··· Article

With European elections coming up in May 2019, you probably want to know how the European Union impacts your daily life, before you think about voting. In the latest in a series of posts on what Europe does for you, your family, your business and your wellbeing, we look at what Europe does for victims of crimes.

Did you know that every year an estimated 15 % of Europeans, or 75 million people in the EU, fall victim to crime? These people have a range of needs and rights that have to be met, such as physical and psychological assistance, access to justice, protection from intimidation, retaliation and further harm and access to compensation.

In 2012, the EU adopted a law that sets minimum standards on the rights, support and protection of victims of crime in all EU countries. The law ensures that victims are recognised and treated with respect and that they are able to participate in criminal proceedings. Furthermore, based on that law, EU countries ensure officials who come into contact with victims of crime have appropriate training, so that they recognise those victims’ needs.

euro money and handcuff

© Fabio Balbi / Fotolia

National authorities can issue restraining or barring orders to protect victims from further violence or harassment by the offenders and EU law ensures that victims continue to benefit from those protection orders in civil or criminal matters even when moving or travelling to another EU country.

EU law also ensures that each country guarantees fair and appropriate compensation to victims of crime for injuries or damages they have suffered. That compensation must be easily accessible, regardless of where in the EU the crime was committed.

For certain groups of victims of crime, such as victims of human trafficking, child victims of sexual exploitation and child pornography and victims of terrorism, the EU adopted specific legislation that directly addresses their needs.

······
··· Data for this exercise

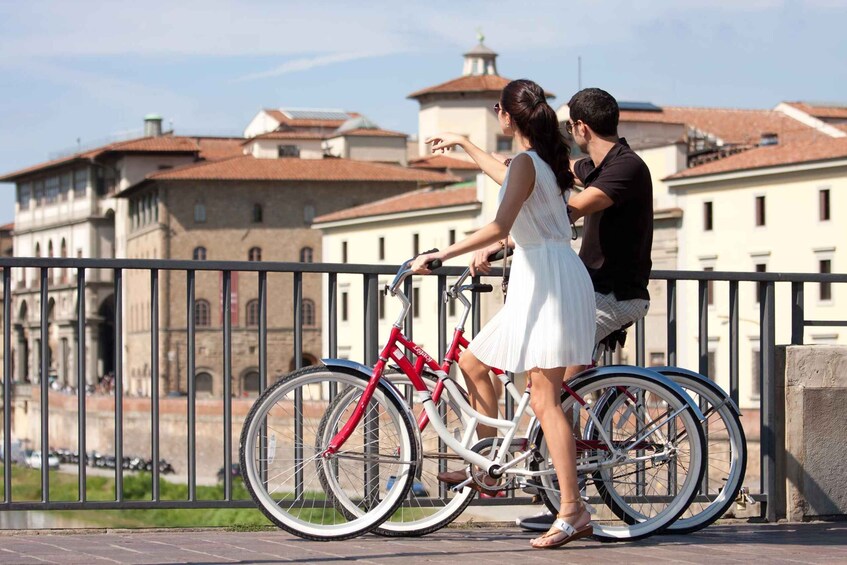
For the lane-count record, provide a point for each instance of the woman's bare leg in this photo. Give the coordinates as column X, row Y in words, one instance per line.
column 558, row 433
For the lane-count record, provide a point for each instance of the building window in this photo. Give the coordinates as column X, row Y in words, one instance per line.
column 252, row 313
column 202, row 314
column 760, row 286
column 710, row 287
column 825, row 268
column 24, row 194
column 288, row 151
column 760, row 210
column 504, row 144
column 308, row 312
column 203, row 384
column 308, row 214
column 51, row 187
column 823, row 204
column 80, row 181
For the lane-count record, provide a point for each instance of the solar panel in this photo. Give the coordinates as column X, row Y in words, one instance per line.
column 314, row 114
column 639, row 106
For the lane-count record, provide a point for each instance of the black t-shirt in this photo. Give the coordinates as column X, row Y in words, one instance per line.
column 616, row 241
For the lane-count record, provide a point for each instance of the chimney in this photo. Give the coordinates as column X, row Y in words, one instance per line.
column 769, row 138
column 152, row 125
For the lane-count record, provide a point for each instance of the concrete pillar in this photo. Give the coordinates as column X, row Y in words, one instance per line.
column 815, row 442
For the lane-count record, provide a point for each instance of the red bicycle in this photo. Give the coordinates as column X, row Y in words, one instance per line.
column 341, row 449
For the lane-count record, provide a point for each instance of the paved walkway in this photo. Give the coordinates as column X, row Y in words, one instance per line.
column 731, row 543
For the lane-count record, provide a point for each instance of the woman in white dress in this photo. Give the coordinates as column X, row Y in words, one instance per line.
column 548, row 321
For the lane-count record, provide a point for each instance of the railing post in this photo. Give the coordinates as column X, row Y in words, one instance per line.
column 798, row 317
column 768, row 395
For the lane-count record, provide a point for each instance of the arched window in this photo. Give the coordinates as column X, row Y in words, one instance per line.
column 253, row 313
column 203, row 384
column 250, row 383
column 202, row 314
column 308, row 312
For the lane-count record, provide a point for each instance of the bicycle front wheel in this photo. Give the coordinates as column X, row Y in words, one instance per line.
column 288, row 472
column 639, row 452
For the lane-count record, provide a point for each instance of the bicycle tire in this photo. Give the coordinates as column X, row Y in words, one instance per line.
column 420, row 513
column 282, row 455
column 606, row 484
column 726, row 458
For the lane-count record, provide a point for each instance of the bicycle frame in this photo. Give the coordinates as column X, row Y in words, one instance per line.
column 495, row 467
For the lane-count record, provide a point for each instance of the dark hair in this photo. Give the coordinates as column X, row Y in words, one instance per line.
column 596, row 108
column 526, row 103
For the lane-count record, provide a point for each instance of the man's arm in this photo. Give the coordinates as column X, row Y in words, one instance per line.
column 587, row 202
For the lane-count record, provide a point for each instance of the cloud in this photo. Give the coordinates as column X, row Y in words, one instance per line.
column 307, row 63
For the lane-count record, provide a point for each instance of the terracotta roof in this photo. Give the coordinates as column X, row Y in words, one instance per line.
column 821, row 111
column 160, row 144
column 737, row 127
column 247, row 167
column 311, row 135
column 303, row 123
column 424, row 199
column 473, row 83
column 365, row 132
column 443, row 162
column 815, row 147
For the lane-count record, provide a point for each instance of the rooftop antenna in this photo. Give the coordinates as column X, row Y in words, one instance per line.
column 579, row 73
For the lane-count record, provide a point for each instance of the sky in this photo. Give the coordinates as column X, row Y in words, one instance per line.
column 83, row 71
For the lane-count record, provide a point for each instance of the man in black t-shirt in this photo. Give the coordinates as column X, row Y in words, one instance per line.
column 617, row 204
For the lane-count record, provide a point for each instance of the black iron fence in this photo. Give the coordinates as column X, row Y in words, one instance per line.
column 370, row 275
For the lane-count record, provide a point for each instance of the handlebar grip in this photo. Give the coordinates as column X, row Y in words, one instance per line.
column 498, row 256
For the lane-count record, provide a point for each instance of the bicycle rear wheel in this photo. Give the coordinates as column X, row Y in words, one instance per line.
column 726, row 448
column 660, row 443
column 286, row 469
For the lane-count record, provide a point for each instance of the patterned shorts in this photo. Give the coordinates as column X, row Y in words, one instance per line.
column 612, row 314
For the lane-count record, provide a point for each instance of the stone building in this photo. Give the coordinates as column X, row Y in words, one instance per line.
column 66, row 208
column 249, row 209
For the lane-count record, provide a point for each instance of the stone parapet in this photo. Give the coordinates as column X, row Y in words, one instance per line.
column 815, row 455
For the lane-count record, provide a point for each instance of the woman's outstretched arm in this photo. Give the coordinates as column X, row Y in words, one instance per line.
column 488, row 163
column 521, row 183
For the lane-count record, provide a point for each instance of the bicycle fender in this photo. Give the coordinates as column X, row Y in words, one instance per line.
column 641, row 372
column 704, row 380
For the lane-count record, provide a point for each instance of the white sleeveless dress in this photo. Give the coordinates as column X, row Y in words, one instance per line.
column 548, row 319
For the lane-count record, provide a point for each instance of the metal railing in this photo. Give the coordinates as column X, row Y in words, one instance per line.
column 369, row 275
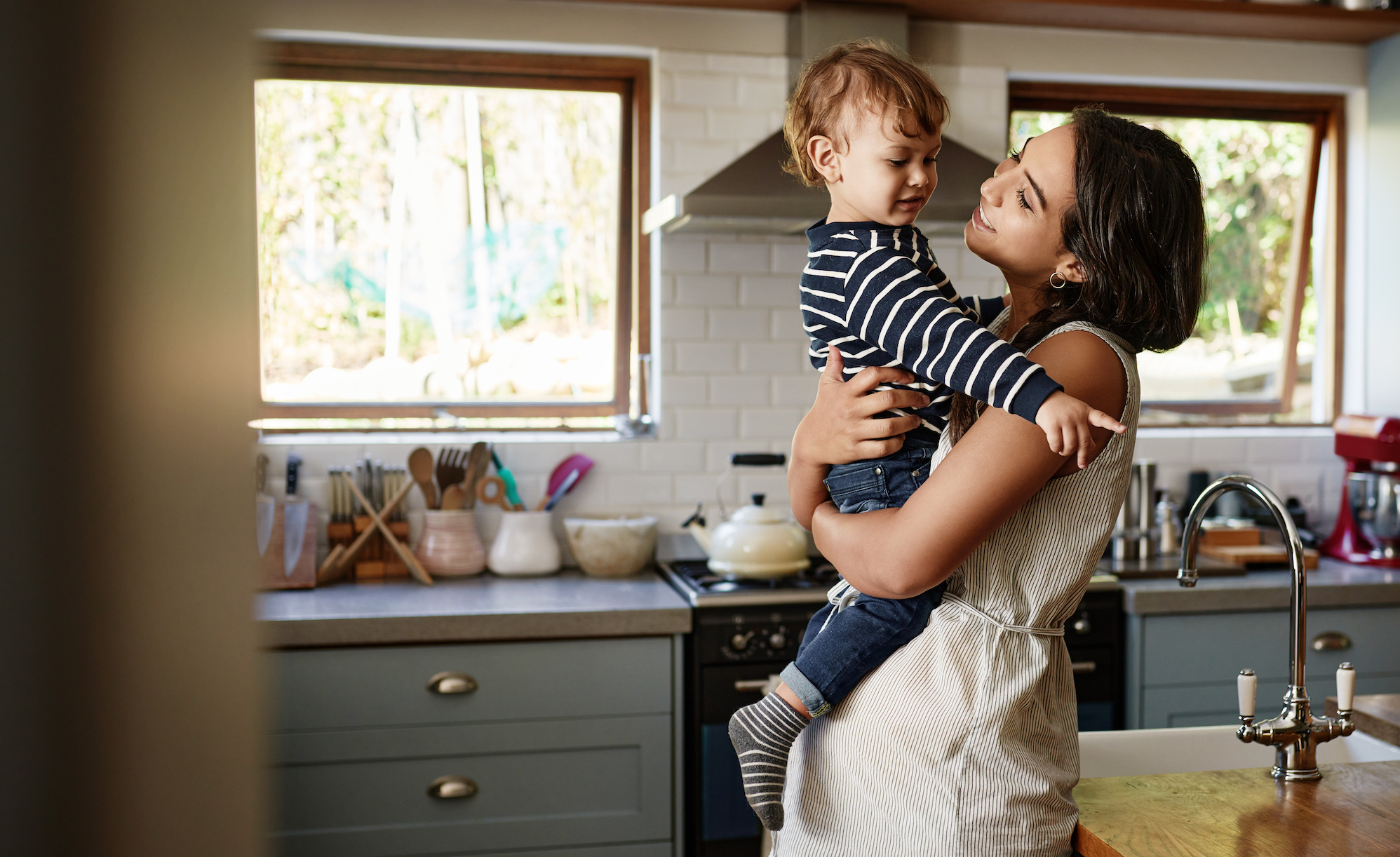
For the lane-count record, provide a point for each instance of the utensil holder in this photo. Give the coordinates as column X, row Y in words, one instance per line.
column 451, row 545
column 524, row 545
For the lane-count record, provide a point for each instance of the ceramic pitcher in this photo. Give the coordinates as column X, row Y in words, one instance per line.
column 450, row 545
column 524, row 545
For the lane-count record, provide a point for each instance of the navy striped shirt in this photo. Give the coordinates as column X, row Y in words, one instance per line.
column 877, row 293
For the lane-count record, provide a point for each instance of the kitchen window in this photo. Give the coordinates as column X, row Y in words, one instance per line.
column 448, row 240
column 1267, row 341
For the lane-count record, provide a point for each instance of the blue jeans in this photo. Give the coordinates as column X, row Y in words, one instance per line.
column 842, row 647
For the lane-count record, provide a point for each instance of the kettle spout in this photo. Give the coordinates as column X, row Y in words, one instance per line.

······

◆ **Prompt 1**
How many people in the EU does the article estimate fall victim to crime every year?
◆ **Prompt 2**
From the listing, return the lines that run from the one containing "the bicycle fender" through the one containing "column 842, row 647", both included, with no changes. Omit any pictures.

◆ **Task response 1**
About 75 million people, or an estimated 15% of Europeans.

◆ **Task response 2**
For the lane-count record, provide a point for each instance of the bicycle fender in this photo. Give the coordinates as column X, row Y in words, one instance per line.
column 641, row 372
column 704, row 380
For the lane-count record, provide a point for each instance of the white sleeveless dress in this photo. Give the coordinates as column X, row Y in words, one instance per line.
column 548, row 319
For the lane-count record, provide a point for each instance of the metal railing in this photo. Give the coordinates as column X, row Y in words, one instance per line.
column 369, row 275
For the lane-count record, provide a point for each instance of the utensil holder in this photo. Give the coordinates as column X, row Y in words, one instance per line.
column 451, row 545
column 524, row 545
For the lane-count record, provide a point for each instance of the ceramic pitcher in this photo. Give the coordinates as column X, row Y in words, one instance per line.
column 450, row 545
column 524, row 545
For the lane-count record, provide a point for each instance of the navy striped shirt in this photo. Give the coordinates as column X, row Y in words, one instance per line.
column 877, row 293
For the lane-count record, provide a point for each instance of the kitchen window in this photo. Give the coordinates as column X, row Y in words, one instance per line.
column 448, row 240
column 1267, row 341
For the lane-count record, provide a point for each instance of the blue jeans in this photo. Give the coordinates as column X, row Y in words, one instance per line.
column 842, row 647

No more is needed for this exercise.